- Provided entries -
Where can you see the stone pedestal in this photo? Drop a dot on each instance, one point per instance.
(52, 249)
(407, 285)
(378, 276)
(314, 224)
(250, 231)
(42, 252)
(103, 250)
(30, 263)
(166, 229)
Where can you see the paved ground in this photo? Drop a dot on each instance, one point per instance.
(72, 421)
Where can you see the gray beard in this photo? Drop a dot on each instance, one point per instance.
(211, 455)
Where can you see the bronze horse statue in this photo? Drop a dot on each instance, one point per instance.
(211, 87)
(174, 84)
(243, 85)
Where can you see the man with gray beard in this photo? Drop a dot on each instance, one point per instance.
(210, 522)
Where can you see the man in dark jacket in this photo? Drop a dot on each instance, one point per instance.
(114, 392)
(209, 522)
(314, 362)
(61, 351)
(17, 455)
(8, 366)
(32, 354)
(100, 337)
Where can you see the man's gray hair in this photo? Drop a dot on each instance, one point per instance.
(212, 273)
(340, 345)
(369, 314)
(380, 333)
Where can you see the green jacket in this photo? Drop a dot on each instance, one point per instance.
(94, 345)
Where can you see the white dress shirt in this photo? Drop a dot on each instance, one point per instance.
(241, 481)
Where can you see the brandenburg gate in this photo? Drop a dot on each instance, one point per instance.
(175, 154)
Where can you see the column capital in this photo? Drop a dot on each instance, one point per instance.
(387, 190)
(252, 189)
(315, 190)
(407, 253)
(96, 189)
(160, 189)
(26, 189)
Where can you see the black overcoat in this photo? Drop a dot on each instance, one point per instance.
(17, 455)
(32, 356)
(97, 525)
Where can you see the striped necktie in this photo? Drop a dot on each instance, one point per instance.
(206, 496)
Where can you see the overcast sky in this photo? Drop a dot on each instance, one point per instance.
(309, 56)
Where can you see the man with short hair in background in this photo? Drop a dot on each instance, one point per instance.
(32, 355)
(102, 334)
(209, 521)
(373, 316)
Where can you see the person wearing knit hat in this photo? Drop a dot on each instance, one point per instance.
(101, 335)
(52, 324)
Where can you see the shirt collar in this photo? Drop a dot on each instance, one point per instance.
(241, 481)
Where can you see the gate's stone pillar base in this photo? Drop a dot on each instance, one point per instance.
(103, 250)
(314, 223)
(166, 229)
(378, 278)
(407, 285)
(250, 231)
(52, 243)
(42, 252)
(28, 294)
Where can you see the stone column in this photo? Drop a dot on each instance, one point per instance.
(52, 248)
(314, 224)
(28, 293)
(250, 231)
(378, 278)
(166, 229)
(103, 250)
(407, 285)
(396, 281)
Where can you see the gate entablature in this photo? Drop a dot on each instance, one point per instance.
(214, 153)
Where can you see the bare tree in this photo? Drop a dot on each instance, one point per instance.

- Problem to solve -
Arrange the rows above as a numbered list, leaving out any blank lines.

- Final result -
1. Where can you see the stone pedestal in this photo? Drop a dot on each instance, one point per instance.
2. (52, 249)
3. (407, 285)
4. (378, 276)
5. (314, 224)
6. (250, 231)
7. (42, 252)
8. (103, 250)
9. (30, 263)
10. (166, 229)
11. Where can you see the paved ground in this photo? Drop a dot on each instance, one point per instance.
12. (72, 421)
13. Where can you see the gray beard in this photo? Drop a dot on each instance, one point per instance.
14. (211, 455)
15. Where can you see the bronze horse statue in this photo? Drop a dot on each instance, one point per instance.
16. (211, 87)
17. (174, 84)
18. (243, 85)
19. Where can you see the man with gray beard in this photo? Drop a dot on each instance, one point per instance.
20. (210, 522)
21. Where can you see the man in dark jacket in this photo? Drop a dot on each instance, one point per instance.
22. (114, 392)
23. (209, 522)
24. (314, 362)
25. (61, 351)
26. (17, 455)
27. (8, 366)
28. (32, 354)
29. (100, 337)
30. Where can you see the man's gray hair in this photo? Drop a dot on each instance, one point per instance.
31. (212, 273)
32. (340, 345)
33. (369, 314)
34. (380, 333)
35. Where can you see the green jacket in this photo? Drop a dot on each instance, one point per instance.
36. (94, 345)
37. Where can you see the white dress shirt in this photo? Drop a dot on each instance, one point per instance.
38. (241, 481)
39. Where can you see the brandenburg gate in this photo? Drop a dot on each instance, one point per instance.
40. (175, 154)
41. Where can you see the column capital in this photo? Drop a dot on each instance, one point per instance.
42. (387, 190)
43. (252, 189)
44. (315, 190)
45. (407, 253)
46. (96, 189)
47. (160, 189)
48. (26, 189)
49. Where can you see the black overcoat in this photo? Drop a dot on each instance, one point per instance.
50. (17, 455)
51. (32, 356)
52. (97, 525)
53. Where can you see the striped necktie in this photo? Drop a dot on each instance, one point per instance.
54. (206, 496)
55. Where can you see the overcast sky in this photo? Drop a dot on each instance, one point per instance.
56. (309, 56)
57. Where can you see the man with short hair in background in this photo? Drop a dot on each instance, one point per instance.
58. (32, 355)
59. (102, 334)
60. (209, 521)
61. (373, 316)
62. Where can you see the person wearing knit hat in this photo? Drop a dot on each instance, one point per instance.
63. (101, 335)
64. (52, 324)
65. Where can you see the shirt collar in this photo? Drop a dot on each instance, one point per instance.
66. (241, 481)
67. Where can you see the gate's stone pillar base in this photo? Drop a dot on each instance, one point per instance.
68. (103, 250)
69. (314, 223)
70. (166, 229)
71. (378, 278)
72. (407, 285)
73. (250, 231)
74. (52, 243)
75. (42, 252)
76. (28, 294)
77. Where can you see the stone column in this photo? Drop a dot on each instance, one point per instance.
78. (52, 248)
79. (314, 224)
80. (28, 293)
81. (250, 231)
82. (378, 278)
83. (166, 229)
84. (103, 250)
85. (407, 285)
86. (396, 281)
87. Where can you see the gate entablature in this photo? Drop a dot on each instance, one point per instance.
88. (214, 153)
89. Where can you see the bare tree in this photo? Drop a dot on each instance, one point per instance.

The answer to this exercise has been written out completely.